**Aufgaben:**
1) Was setzt die Freiheit, das moralisch Richtige wählen zu können, laut Prämisse [3] im Text zur Willensfreiheit voraus?
2) Setze den Text über Kreiners Argument der Willensfreiheit nach seinem letzten Satz fort.

**Textauszug:**
----
Kreiner formuliert das Argument der Willensfreiheit in fünf Prämissen:[5]

Prämisse [1]: Es gibt Wesen bzw. Personen mit freiem Willen (= Existenzurteil).

Prämisse [2]: Die Existenz von Personen, die in Freiheit das moralisch Richtige wählen können, ist besser im Sinne von wertvoller als die Existenz von Personen, deren Handeln durchgängig determiniert ist (= Werturteil).

Prämisse [3]: Die Freiheit, das moralisch Richtige wählen zu können, setzt die Fähigkeit voraus, auch das moralisch Falsche wählen zu können. Es ist daher logisch unmöglich, jemandem die Freiheit zu eröffnen, ohne ihm auch gleichzeitig die Möglichkeit zu geben, auch das moralisch Falsche wählen zu können.

Prämisse [4]: Die Möglichkeit, das moralisch Falsche wählen zu können, impliziert die Möglichkeit, dass das moralisch Falsche irgendwann auch faktisch getan wird, wobei die Realisierung dieser Möglichkeit ausschließlich von den Entscheidungen der freien Subjekte abhängt.
----
**Bereitgestellte Daten:**
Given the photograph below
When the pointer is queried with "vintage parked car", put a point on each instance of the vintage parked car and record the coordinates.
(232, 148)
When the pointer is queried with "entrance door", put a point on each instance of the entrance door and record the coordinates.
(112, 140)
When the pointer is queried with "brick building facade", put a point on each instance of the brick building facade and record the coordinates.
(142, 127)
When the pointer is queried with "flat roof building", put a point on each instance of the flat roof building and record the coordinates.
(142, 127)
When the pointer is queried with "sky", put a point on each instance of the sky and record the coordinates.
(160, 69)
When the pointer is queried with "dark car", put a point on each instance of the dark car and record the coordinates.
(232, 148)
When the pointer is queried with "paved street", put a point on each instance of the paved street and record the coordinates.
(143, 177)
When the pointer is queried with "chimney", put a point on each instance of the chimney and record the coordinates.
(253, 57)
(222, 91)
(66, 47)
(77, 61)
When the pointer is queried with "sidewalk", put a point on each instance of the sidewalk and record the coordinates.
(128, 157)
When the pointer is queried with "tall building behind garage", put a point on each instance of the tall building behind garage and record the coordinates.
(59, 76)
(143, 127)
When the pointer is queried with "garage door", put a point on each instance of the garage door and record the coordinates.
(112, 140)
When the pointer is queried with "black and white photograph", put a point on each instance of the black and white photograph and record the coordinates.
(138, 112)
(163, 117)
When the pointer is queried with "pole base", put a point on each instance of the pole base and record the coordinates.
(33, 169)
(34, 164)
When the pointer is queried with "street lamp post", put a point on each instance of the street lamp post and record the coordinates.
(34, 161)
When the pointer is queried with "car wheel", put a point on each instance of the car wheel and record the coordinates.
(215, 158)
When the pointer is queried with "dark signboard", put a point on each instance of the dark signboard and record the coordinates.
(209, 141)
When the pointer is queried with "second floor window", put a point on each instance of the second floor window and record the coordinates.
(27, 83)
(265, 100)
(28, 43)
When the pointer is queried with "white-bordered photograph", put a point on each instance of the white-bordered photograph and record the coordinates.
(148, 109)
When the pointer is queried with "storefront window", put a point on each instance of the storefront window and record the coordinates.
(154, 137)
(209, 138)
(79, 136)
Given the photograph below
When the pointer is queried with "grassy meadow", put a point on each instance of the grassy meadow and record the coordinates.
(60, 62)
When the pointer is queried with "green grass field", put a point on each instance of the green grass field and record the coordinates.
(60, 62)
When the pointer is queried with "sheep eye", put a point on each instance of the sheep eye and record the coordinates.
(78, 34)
----
**Antworten:**
1) Die Fähigkeit, auch das moralisch Falsche wählen zu können.

2)
Prämisse [5]: Der positive Wert des freien Willens kann unter bestimmten Bedingungen das damit verbundene Risiko falscher bzw. leiderzeugender Entscheidungen aufwiegen.

Die Prämissen 1 und 2 werden in dieser Arbeit nur kurz betrachtet, da sie als Vorrausetzung des christlichen Glaubens angesehen werden können und dem Empfinden der meisten Menschen entsprechen, während die Prämissen 3-5 ausführlich erörtert werden, da ihre Stichhaltigkeit eingehend geprüft werden muss.

2 Diskussion der Prämissen nach Kreiner

2.1 Prämisse [1]: Die Existenz der Willensfreiheit

Wie bereits erwähnt wird die Prämisse 1 nur kurz erläutert, da eine ausführliche Diskussion den Rahmen dieser Arbeit sprengen würde und da, um zu einem wirklich fundierten Ergebnis zu kommen, neben theistischen und atheistischen auch philosophische, naturwissenschaftliche und medizinische Arbeiten herangezogen werden müssten.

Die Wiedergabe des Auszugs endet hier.